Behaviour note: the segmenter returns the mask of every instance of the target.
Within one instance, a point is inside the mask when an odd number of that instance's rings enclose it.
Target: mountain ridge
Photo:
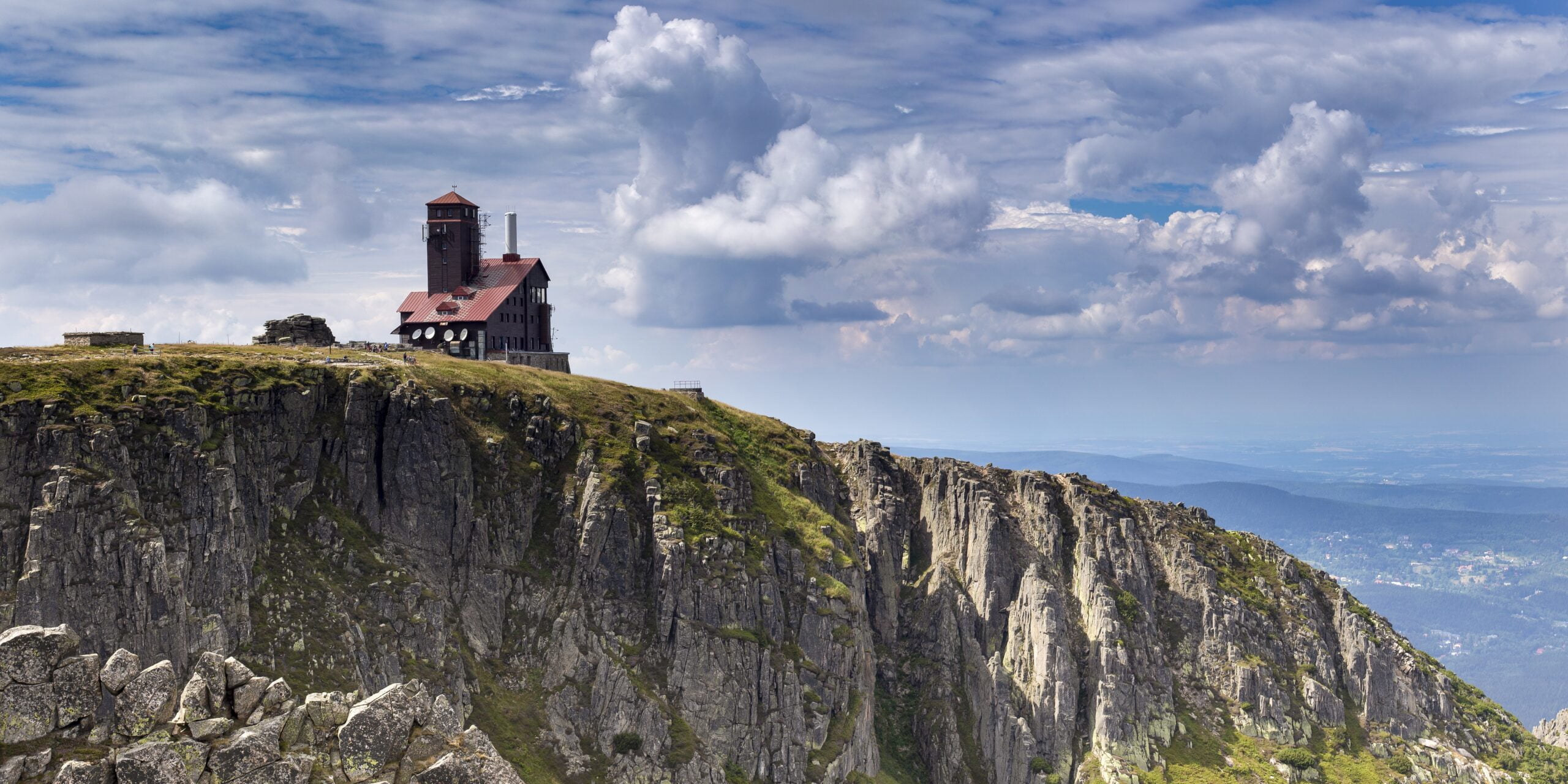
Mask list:
[[[307,688],[414,676],[530,782],[1568,770],[1201,510],[610,381],[348,358],[0,354],[0,621]]]

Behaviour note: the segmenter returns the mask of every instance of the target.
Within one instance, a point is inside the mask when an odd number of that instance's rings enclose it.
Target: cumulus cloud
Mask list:
[[[157,188],[75,177],[36,202],[0,204],[8,285],[194,285],[304,278],[263,210],[218,180]]]
[[[666,24],[640,6],[615,14],[577,80],[638,132],[637,179],[613,194],[612,221],[622,229],[726,187],[734,165],[808,118],[798,99],[773,94],[742,39],[699,19]]]
[[[1041,119],[1074,129],[1066,190],[1126,191],[1210,182],[1251,160],[1289,107],[1309,100],[1366,118],[1383,135],[1513,130],[1477,114],[1555,74],[1565,52],[1562,19],[1245,14],[1052,52],[1005,66],[999,78],[1014,103],[1038,103]]]
[[[768,88],[740,39],[707,22],[624,8],[579,80],[638,132],[637,177],[605,207],[626,251],[601,281],[640,321],[880,318],[864,307],[786,307],[786,279],[883,252],[961,248],[986,223],[978,179],[961,162],[920,136],[845,154],[804,124],[801,102]]]
[[[1361,172],[1372,152],[1366,122],[1317,103],[1290,107],[1290,125],[1256,163],[1214,183],[1220,204],[1258,221],[1273,241],[1298,254],[1333,251],[1369,209]]]

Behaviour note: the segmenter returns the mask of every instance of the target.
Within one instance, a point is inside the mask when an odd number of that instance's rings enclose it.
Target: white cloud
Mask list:
[[[77,177],[38,202],[0,204],[0,281],[20,287],[299,281],[304,260],[267,213],[218,180],[158,188]]]
[[[1372,135],[1348,111],[1290,107],[1290,125],[1256,163],[1225,172],[1214,191],[1226,210],[1258,221],[1281,248],[1311,254],[1339,248],[1361,223]]]
[[[1449,133],[1454,133],[1455,136],[1496,136],[1499,133],[1513,133],[1515,130],[1529,129],[1502,125],[1460,125],[1457,129],[1449,129]]]
[[[464,93],[456,97],[456,100],[522,100],[528,96],[538,96],[541,93],[560,93],[564,88],[558,88],[549,82],[541,82],[532,88],[522,85],[495,85],[485,89],[477,89],[474,93]]]

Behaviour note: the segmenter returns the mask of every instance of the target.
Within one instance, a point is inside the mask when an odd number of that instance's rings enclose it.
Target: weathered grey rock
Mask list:
[[[60,726],[91,717],[103,701],[103,691],[99,688],[97,654],[74,655],[60,662],[60,666],[55,668],[53,684],[58,706],[55,721]]]
[[[229,696],[229,670],[224,665],[224,659],[207,651],[196,657],[196,666],[191,668],[191,674],[199,676],[207,684],[207,715],[221,717]]]
[[[262,706],[262,696],[267,695],[268,684],[271,681],[256,676],[234,690],[234,715],[240,721],[249,718]]]
[[[317,691],[304,696],[304,709],[310,723],[318,728],[336,728],[348,721],[348,699],[342,691]]]
[[[218,781],[226,782],[281,760],[282,728],[284,717],[278,717],[241,729],[227,745],[212,751],[207,768],[218,776]]]
[[[463,732],[463,720],[458,718],[458,712],[452,707],[447,695],[436,696],[436,701],[430,709],[430,723],[425,726],[436,731],[447,740],[452,740],[458,737],[458,732]]]
[[[38,740],[55,729],[55,684],[11,684],[0,691],[0,743]]]
[[[42,684],[61,659],[75,654],[82,638],[64,624],[13,626],[0,632],[0,676],[17,684]]]
[[[223,671],[229,688],[238,688],[240,684],[256,677],[256,673],[252,673],[249,666],[245,666],[243,662],[232,655],[223,660]]]
[[[284,718],[282,734],[278,739],[278,743],[284,748],[284,751],[293,751],[301,745],[310,745],[314,732],[310,732],[309,723],[310,718],[304,706],[295,706],[289,710],[289,715]]]
[[[489,737],[464,739],[461,751],[450,751],[414,776],[419,784],[522,784],[517,771],[502,759]]]
[[[267,321],[265,331],[251,339],[251,343],[292,343],[292,345],[332,345],[332,329],[326,326],[326,318],[318,315],[295,314],[289,318]]]
[[[171,718],[174,718],[174,665],[166,659],[143,670],[114,698],[114,731],[122,735],[146,735]]]
[[[1568,748],[1568,709],[1552,718],[1541,720],[1532,731],[1543,743]]]
[[[447,739],[434,732],[416,734],[408,742],[408,751],[403,753],[405,759],[425,760],[434,757],[447,748]]]
[[[174,742],[174,753],[185,762],[185,779],[190,784],[196,784],[202,771],[207,770],[207,754],[210,751],[212,748],[207,743],[198,740],[180,739]]]
[[[114,757],[114,784],[185,784],[185,759],[166,740],[138,743]]]
[[[108,657],[108,662],[103,662],[103,670],[99,671],[99,681],[103,682],[103,688],[118,695],[119,690],[125,688],[125,684],[129,684],[140,673],[141,657],[121,648]]]
[[[191,674],[180,690],[179,712],[174,713],[176,724],[190,724],[212,718],[212,701],[207,698],[207,681],[199,674]]]
[[[80,759],[60,765],[60,773],[55,775],[55,784],[108,784],[107,779],[103,765]]]
[[[310,759],[281,759],[224,784],[309,784]]]
[[[234,726],[232,718],[223,718],[223,717],[204,718],[201,721],[191,721],[190,732],[191,737],[196,740],[212,740],[215,737],[229,734],[229,729],[232,726]]]
[[[408,684],[392,684],[350,709],[348,720],[337,729],[348,781],[365,781],[403,756],[414,729],[416,695]]]
[[[30,779],[33,776],[42,776],[49,762],[55,759],[55,750],[41,748],[22,760],[22,778]]]
[[[267,684],[267,693],[262,695],[262,710],[273,715],[290,709],[293,709],[293,688],[289,687],[289,682],[278,677]]]

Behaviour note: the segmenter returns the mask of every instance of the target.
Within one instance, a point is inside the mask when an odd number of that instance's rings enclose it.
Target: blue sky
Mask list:
[[[825,437],[1551,439],[1557,5],[0,8],[0,343],[381,337],[456,183],[579,372]]]

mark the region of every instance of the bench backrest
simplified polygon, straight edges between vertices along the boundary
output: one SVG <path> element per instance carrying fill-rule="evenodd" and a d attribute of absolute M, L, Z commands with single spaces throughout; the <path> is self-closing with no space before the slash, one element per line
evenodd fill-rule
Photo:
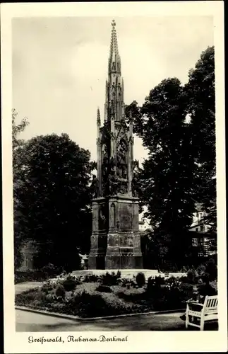
<path fill-rule="evenodd" d="M 217 295 L 206 296 L 203 304 L 204 312 L 212 313 L 217 309 Z"/>

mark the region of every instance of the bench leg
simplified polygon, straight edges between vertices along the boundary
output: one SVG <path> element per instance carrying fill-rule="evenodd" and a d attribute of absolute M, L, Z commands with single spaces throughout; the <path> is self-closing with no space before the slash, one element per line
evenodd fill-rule
<path fill-rule="evenodd" d="M 189 323 L 189 316 L 188 312 L 186 313 L 186 319 L 185 320 L 185 328 L 187 329 Z"/>
<path fill-rule="evenodd" d="M 200 331 L 203 331 L 203 327 L 204 327 L 204 318 L 202 316 L 200 318 Z"/>

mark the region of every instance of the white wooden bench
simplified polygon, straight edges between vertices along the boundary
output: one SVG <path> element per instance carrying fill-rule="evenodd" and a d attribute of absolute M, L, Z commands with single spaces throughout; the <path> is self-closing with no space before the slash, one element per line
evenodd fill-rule
<path fill-rule="evenodd" d="M 201 307 L 202 308 L 201 309 L 199 309 L 199 311 L 192 310 L 191 309 L 191 302 L 187 302 L 186 328 L 187 329 L 188 326 L 193 326 L 200 329 L 200 331 L 203 331 L 205 321 L 218 319 L 217 295 L 206 296 L 203 304 L 192 302 L 192 304 L 195 304 L 196 305 L 197 304 L 198 307 Z M 200 324 L 198 324 L 193 323 L 192 321 L 190 321 L 190 316 L 199 319 Z"/>

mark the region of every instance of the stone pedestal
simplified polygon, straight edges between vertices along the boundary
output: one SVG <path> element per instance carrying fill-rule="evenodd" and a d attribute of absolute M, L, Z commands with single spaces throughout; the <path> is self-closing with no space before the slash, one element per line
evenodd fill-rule
<path fill-rule="evenodd" d="M 89 269 L 142 269 L 138 198 L 95 199 L 92 215 Z"/>

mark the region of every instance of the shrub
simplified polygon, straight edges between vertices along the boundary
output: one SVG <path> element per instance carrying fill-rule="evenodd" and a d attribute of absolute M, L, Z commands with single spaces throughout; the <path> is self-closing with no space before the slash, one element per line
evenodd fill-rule
<path fill-rule="evenodd" d="M 53 290 L 55 288 L 55 284 L 51 283 L 49 280 L 47 280 L 43 286 L 42 287 L 42 290 L 47 294 L 49 291 Z"/>
<path fill-rule="evenodd" d="M 100 277 L 100 282 L 103 285 L 112 286 L 118 285 L 119 281 L 119 272 L 115 274 L 114 272 L 111 273 L 107 272 Z"/>
<path fill-rule="evenodd" d="M 100 292 L 112 292 L 112 290 L 110 287 L 102 285 L 99 285 L 97 287 L 96 291 L 100 291 Z"/>
<path fill-rule="evenodd" d="M 95 275 L 92 274 L 92 275 L 85 275 L 85 282 L 96 282 L 99 280 L 100 280 L 100 277 L 99 275 Z"/>
<path fill-rule="evenodd" d="M 61 281 L 61 285 L 64 286 L 66 291 L 74 290 L 79 284 L 80 284 L 80 280 L 71 275 L 68 275 L 64 280 Z"/>
<path fill-rule="evenodd" d="M 187 273 L 186 282 L 189 284 L 196 284 L 198 281 L 198 274 L 195 269 L 189 269 Z"/>
<path fill-rule="evenodd" d="M 209 280 L 215 280 L 217 278 L 217 267 L 213 258 L 208 259 L 205 262 L 205 273 L 209 275 Z"/>
<path fill-rule="evenodd" d="M 143 286 L 144 286 L 145 284 L 145 278 L 144 273 L 138 273 L 136 275 L 136 280 L 138 287 L 143 287 Z"/>
<path fill-rule="evenodd" d="M 64 299 L 66 295 L 66 290 L 61 284 L 59 284 L 56 287 L 55 293 L 56 297 Z"/>
<path fill-rule="evenodd" d="M 132 286 L 133 287 L 136 287 L 136 283 L 133 279 L 131 279 L 129 278 L 124 278 L 121 280 L 121 285 L 124 287 L 126 287 L 128 285 L 130 285 L 130 286 Z"/>

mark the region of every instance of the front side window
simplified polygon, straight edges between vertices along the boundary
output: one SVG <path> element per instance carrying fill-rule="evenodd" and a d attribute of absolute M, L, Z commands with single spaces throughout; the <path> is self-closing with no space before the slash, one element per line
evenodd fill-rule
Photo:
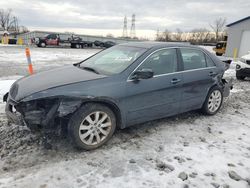
<path fill-rule="evenodd" d="M 138 68 L 151 69 L 154 75 L 173 73 L 177 71 L 176 49 L 164 49 L 149 56 Z"/>
<path fill-rule="evenodd" d="M 184 70 L 206 68 L 205 54 L 200 50 L 181 48 Z"/>
<path fill-rule="evenodd" d="M 114 46 L 83 61 L 80 68 L 95 70 L 104 75 L 118 74 L 131 65 L 147 49 L 131 46 Z"/>

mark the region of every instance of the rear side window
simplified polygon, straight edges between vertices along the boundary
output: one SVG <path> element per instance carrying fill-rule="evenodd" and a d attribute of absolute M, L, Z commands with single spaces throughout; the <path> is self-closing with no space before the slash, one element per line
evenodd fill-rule
<path fill-rule="evenodd" d="M 206 55 L 206 62 L 207 62 L 207 67 L 214 67 L 215 66 L 214 62 L 207 55 Z"/>
<path fill-rule="evenodd" d="M 176 49 L 164 49 L 149 56 L 138 68 L 151 69 L 154 75 L 173 73 L 177 71 Z"/>
<path fill-rule="evenodd" d="M 195 49 L 181 48 L 184 70 L 206 68 L 205 54 Z"/>

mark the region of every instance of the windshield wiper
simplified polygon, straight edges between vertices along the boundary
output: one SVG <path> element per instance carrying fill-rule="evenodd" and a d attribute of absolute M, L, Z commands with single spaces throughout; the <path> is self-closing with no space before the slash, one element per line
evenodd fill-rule
<path fill-rule="evenodd" d="M 81 67 L 82 69 L 88 70 L 88 71 L 92 71 L 96 74 L 100 74 L 96 69 L 92 68 L 92 67 Z"/>

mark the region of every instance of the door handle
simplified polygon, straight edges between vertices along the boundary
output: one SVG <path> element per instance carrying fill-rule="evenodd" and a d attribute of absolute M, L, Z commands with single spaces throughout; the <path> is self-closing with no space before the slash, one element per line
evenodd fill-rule
<path fill-rule="evenodd" d="M 177 79 L 177 78 L 174 78 L 173 80 L 171 80 L 171 83 L 172 84 L 177 84 L 181 81 L 181 79 Z"/>
<path fill-rule="evenodd" d="M 217 75 L 217 73 L 216 72 L 209 72 L 209 74 L 208 74 L 209 76 L 216 76 Z"/>

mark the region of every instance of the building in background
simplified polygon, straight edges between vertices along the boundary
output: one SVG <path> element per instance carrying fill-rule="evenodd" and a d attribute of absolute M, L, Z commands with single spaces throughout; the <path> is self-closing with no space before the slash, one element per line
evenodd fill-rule
<path fill-rule="evenodd" d="M 227 25 L 228 41 L 226 56 L 238 57 L 250 51 L 250 16 Z"/>

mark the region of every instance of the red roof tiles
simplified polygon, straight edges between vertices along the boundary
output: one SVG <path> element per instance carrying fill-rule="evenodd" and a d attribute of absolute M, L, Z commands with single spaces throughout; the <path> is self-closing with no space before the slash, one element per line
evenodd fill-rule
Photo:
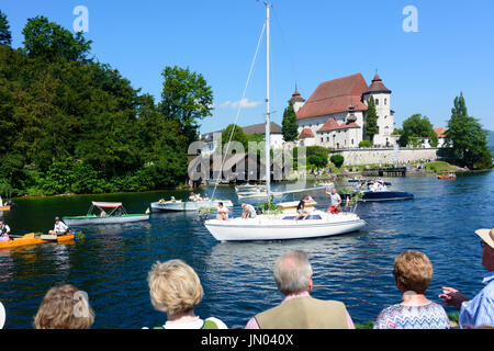
<path fill-rule="evenodd" d="M 368 90 L 361 73 L 321 83 L 296 113 L 296 120 L 349 111 L 367 111 L 362 94 Z"/>
<path fill-rule="evenodd" d="M 434 133 L 436 133 L 438 138 L 446 137 L 446 135 L 445 135 L 446 128 L 434 128 Z"/>
<path fill-rule="evenodd" d="M 360 128 L 360 126 L 355 122 L 338 124 L 335 118 L 328 118 L 326 123 L 317 131 L 317 133 L 347 128 Z"/>
<path fill-rule="evenodd" d="M 304 138 L 313 138 L 315 137 L 314 132 L 312 132 L 311 128 L 303 128 L 302 132 L 299 135 L 299 139 L 304 139 Z"/>

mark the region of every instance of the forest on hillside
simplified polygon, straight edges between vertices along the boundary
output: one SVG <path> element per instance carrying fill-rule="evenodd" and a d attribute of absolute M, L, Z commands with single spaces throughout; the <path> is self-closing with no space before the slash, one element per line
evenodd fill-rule
<path fill-rule="evenodd" d="M 189 68 L 165 67 L 161 100 L 90 56 L 91 41 L 44 16 L 12 48 L 0 11 L 0 195 L 175 188 L 187 176 L 212 89 Z"/>

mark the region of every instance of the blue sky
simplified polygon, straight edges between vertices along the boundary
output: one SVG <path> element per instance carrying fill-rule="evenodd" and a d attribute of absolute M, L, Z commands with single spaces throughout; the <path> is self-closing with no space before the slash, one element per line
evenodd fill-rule
<path fill-rule="evenodd" d="M 375 69 L 393 91 L 396 126 L 414 113 L 446 126 L 454 97 L 463 92 L 469 113 L 494 131 L 494 1 L 272 0 L 272 120 L 282 113 L 295 82 L 305 99 L 327 80 Z M 213 88 L 212 117 L 201 132 L 233 123 L 265 20 L 255 0 L 2 1 L 13 46 L 22 46 L 26 19 L 45 15 L 72 30 L 72 10 L 89 10 L 92 52 L 132 82 L 160 99 L 166 66 L 201 72 Z M 406 33 L 402 11 L 418 11 L 418 32 Z M 265 42 L 247 90 L 249 107 L 238 124 L 265 120 Z M 229 103 L 228 103 L 229 102 Z"/>

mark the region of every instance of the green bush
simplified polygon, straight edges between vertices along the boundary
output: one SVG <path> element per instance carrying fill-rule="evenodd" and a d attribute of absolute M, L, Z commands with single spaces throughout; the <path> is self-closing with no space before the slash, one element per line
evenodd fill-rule
<path fill-rule="evenodd" d="M 333 163 L 335 163 L 337 168 L 340 168 L 341 165 L 345 162 L 345 157 L 343 157 L 341 155 L 333 155 L 330 160 Z"/>
<path fill-rule="evenodd" d="M 372 147 L 372 143 L 369 140 L 362 140 L 359 143 L 359 147 Z"/>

● ● ● ● ● ● ●

* [Task directions] Swap "rear" for "back" in the part of the records that opens with the line containing "mark the region of every instance of the rear" and closes with the line containing "96 74 L 100". Give back only those lines, with everything else unchanged.

* [Written solution]
mark the region of every instance of the back side window
simplified polygon, straight edges between vertices along the boundary
output: one SVG <path> element per instance carrying fill-rule="evenodd" and a d attribute of absolute M, L, Z commands with single spaces throughout; the <path> is self-closing with no space before the slash, one element per line
evenodd fill-rule
<path fill-rule="evenodd" d="M 206 55 L 206 62 L 207 62 L 207 67 L 214 67 L 215 66 L 214 62 L 207 55 Z"/>
<path fill-rule="evenodd" d="M 176 49 L 164 49 L 149 56 L 138 68 L 151 69 L 154 75 L 173 73 L 177 71 Z"/>
<path fill-rule="evenodd" d="M 195 49 L 181 48 L 184 70 L 206 68 L 205 54 Z"/>

mark the region of every instance of the windshield wiper
simplified polygon, straight edges between vertices along the boundary
output: one SVG <path> element per instance carrying fill-rule="evenodd" and a d attribute of absolute M, L, Z commands with single spaces throughout; the <path> is self-closing with no space before the slash, one element per line
evenodd fill-rule
<path fill-rule="evenodd" d="M 81 67 L 82 69 L 88 70 L 88 71 L 92 71 L 96 74 L 100 74 L 96 69 L 92 68 L 92 67 Z"/>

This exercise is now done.